══ DATA FOR PROCESSING
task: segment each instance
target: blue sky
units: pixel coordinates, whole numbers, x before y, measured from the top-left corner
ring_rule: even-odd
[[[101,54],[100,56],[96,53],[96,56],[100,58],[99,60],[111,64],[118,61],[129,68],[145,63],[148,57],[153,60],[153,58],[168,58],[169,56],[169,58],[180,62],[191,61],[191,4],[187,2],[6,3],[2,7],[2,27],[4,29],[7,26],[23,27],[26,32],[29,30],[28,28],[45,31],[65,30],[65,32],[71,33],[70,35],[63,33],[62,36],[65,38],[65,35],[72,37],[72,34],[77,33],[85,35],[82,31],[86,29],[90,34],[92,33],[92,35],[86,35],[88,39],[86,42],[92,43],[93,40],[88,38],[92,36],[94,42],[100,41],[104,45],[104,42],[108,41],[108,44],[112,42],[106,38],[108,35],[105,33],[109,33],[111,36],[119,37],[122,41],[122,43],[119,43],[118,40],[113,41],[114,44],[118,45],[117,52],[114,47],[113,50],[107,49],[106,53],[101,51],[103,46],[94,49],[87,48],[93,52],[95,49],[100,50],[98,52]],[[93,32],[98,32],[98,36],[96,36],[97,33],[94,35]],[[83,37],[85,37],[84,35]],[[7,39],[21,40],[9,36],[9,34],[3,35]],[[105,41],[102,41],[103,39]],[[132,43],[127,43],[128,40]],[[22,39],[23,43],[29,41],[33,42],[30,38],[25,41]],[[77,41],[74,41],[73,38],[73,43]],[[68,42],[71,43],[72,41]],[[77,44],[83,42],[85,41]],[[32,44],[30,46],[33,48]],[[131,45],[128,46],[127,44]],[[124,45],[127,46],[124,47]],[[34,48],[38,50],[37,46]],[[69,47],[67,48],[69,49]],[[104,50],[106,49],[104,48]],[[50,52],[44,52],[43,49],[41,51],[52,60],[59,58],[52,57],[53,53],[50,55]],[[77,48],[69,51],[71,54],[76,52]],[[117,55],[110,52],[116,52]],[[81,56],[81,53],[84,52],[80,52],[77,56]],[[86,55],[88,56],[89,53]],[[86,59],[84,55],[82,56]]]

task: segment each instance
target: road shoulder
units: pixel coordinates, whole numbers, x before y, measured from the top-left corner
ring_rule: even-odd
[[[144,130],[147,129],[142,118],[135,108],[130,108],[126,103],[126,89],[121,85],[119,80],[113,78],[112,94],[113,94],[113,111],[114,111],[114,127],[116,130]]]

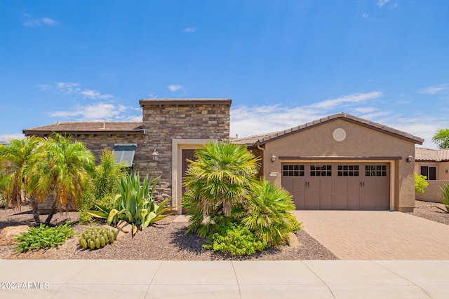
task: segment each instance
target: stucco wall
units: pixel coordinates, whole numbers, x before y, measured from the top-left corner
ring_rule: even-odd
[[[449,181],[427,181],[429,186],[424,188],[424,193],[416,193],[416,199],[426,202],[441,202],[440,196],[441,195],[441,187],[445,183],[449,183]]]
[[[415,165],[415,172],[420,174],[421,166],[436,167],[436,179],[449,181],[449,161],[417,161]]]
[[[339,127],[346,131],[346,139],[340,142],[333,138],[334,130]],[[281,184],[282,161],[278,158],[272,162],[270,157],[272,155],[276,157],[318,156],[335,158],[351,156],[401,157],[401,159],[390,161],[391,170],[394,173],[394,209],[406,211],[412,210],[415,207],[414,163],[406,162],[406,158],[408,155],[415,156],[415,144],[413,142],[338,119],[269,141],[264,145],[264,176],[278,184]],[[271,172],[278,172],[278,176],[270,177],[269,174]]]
════
══ DATA FOR PROCESSING
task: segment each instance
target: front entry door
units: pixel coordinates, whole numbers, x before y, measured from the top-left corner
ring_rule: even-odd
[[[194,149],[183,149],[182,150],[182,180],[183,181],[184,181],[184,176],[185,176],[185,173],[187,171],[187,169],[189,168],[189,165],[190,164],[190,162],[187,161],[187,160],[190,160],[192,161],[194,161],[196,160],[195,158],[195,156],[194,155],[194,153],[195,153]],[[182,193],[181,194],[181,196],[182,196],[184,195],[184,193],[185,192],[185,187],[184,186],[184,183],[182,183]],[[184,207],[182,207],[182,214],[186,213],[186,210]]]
════
- [TASK BRIEF] Count the lines in the records above that contain the string "target", matching case exactly, and reply with only the number.

- [TASK ANSWER] 4